:: Supplied passage ::
^^^^^^^^^^^^^^^^
Posted: Thu 2nd Sep 2021
Digital secretary Oliver Dowden has pledged businesses will enjoy new opportunities as a result of "common sense", rather than "box ticking", data laws now that Britain has left the European Union.
Last Thursday, the government announced proposed reforms for data regulations including removing from most websites pop-ups that notify users they are being tracked by cookies. Dowden told the Daily Telegraph that the notifications are "pointless" and they should be scrapped from sites that don't pose a "high risk" to privacy.
The move is part of ministers' efforts to take control of internet laws in the UK. A government press release said an estimated £11bn worth of trade goes unrealised around the world due to barriers associated with data transfers.
"Now that we have left the EU I’m determined to seize the opportunity by developing a world-leading data policy that will deliver a Brexit dividend for individuals and businesses across the UK," Dowden said.
"That means seeking exciting new international data partnerships with some of the world’s fastest growing economies, for the benefit of British firms and British customers alike.
"It means reforming our own data laws so that they’re based on common sense, not box-ticking."
The reforms could see the UK moving away from the requirements of the General Data Protection Regulation (GDPR), which introduced in 2018 more stringent controls across the EU for how businesses and other organisations can use personal data. The rules have been criticised for an over-reliance on consent-based permissions.
The government intends to create new "data adequacy agreements" with non-EU countries. This means two nations accepting that each other's data protection rules are adequate to allow for free and easy cross border transfer of data.
The government's initial targets for new agreements are Australia, the US, the Republic of Korea, Singapore and Dubai International Finance Centre. Longer term it is looking at India, Brazil, Indonesia and Kenya.
The UK currently has 42 data adequacy agreements in place, including with EU countries.
^^^^^^^^^^^^^^^^
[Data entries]

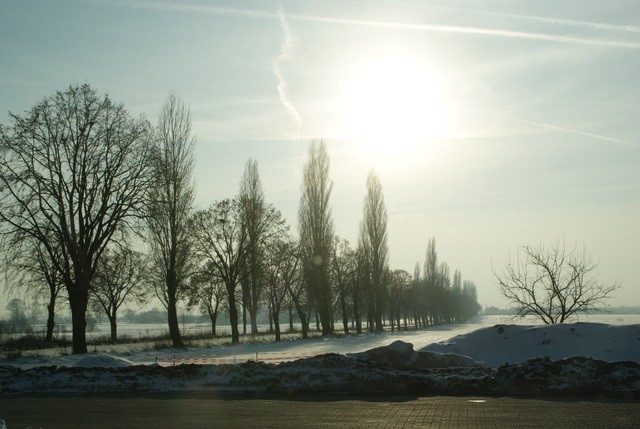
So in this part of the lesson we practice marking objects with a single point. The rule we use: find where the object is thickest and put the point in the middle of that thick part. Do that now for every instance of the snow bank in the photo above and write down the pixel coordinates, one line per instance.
(512, 344)
(102, 360)
(395, 368)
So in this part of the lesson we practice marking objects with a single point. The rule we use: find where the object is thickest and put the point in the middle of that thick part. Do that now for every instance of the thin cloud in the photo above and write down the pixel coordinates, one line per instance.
(580, 133)
(262, 14)
(546, 20)
(286, 54)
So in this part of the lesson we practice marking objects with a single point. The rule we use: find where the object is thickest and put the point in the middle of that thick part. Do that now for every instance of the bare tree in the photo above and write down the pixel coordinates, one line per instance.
(171, 200)
(221, 241)
(553, 283)
(73, 170)
(373, 239)
(282, 272)
(315, 225)
(207, 291)
(344, 265)
(119, 280)
(399, 284)
(27, 262)
(261, 222)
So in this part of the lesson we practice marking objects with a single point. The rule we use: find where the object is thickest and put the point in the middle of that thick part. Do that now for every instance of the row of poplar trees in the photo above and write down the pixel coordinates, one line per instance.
(83, 183)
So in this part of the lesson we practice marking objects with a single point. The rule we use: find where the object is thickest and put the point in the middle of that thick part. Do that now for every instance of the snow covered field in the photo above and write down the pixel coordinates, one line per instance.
(469, 358)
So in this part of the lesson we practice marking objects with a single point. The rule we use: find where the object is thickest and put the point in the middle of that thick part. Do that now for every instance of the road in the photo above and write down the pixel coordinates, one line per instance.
(384, 412)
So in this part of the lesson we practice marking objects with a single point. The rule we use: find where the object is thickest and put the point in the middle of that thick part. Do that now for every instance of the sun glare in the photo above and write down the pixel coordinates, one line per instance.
(394, 106)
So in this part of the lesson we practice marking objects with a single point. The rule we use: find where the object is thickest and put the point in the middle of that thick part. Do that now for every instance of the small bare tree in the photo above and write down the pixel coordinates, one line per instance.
(119, 279)
(553, 283)
(206, 290)
(221, 245)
^^^^^^^^^^^^^^^^
:: Your task ::
Can you retype the article on UK data law reforms word for word, from "The government intends" to "Indonesia and Kenya."?

:: Solution for this problem ::
The government intends to create new "data adequacy agreements" with non-EU countries. This means two nations accepting that each other's data protection rules are adequate to allow for free and easy cross border transfer of data.
The government's initial targets for new agreements are Australia, the US, the Republic of Korea, Singapore and Dubai International Finance Centre. Longer term it is looking at India, Brazil, Indonesia and Kenya.